── TEXT EXCERPT

With regard to Mr. Heerema's alleged remark, I note that he was not available to testify. Mr. Florence could not recall the remark. Even if I were to accept that the remark was made, in my view it does not amount to undue influence.
I find that Ms. Love signed the Memorandum, though reluctantly, because she wanted to finalize the matter. She may have been influenced in her decision by her desire to end a long meeting, and to focus on ensuring that her coverage would be renewed. Later, she had second thoughts.
It is inherent in settlement and mediation discussions that the parties must make difficult decisions affecting their rights to significant sums of money, often in a short period of time. Everyone may be tired and frustrated. In my view, it would be preferable if a cooling-off period were provided following settlement and mediation discussions; however, none is required under the Insurance Act and No-Fault Benefits Schedule.
I find that Ms. Love understood the terms of the settlement set out in the Memorandum of Agreement, and understood that signing the Memorandum would resolve her dispute with State Farm and prevent her from proceeding to arbitration. I find nothing in the circumstances of the meeting which would vitiate the agreement. Accordingly, Ms. Love is precluded from proceeding to arbitration.

────
── SOURCE MATERIAL

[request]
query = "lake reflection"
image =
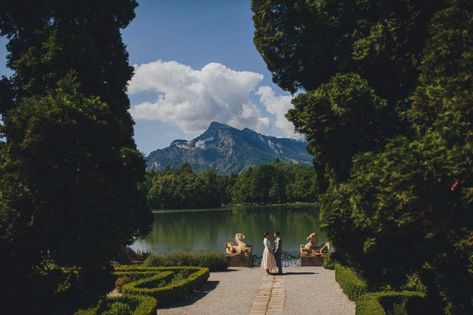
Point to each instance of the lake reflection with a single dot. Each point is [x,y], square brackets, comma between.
[208,230]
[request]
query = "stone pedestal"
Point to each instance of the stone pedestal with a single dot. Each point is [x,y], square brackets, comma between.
[312,260]
[239,260]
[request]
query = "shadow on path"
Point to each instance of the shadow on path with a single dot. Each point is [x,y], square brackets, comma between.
[299,273]
[197,295]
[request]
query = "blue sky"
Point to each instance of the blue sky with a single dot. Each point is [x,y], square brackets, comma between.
[196,63]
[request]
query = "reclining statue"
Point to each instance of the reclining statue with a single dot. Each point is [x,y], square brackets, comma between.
[311,248]
[239,247]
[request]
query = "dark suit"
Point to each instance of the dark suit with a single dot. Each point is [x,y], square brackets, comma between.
[277,253]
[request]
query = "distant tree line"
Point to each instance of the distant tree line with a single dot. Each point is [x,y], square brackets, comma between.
[268,183]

────

-- TASKS --
A: According to the decision, what is not required under the Insurance Act and No-Fault Benefits Schedule?
B: Say whether each statement agrees with the decision, and quote the words that settle it: (i) Mr. Florence recalled Mr. Heerema's remark. (ii) Ms. Love signed the Memorandum reluctantly. (iii) Mr. Heerema testified.
The entries are separate material from the decision.

-- YOUR WRITTEN ANSWERS --
A: A cooling-off period following settlement and mediation discussions.

B:
(i) No: "Mr. Florence could not recall the remark."
(ii) Yes: "I find that Ms. Love signed the Memorandum, though reluctantly, because she wanted to finalize the matter."
(iii) No: "he was not available to testify."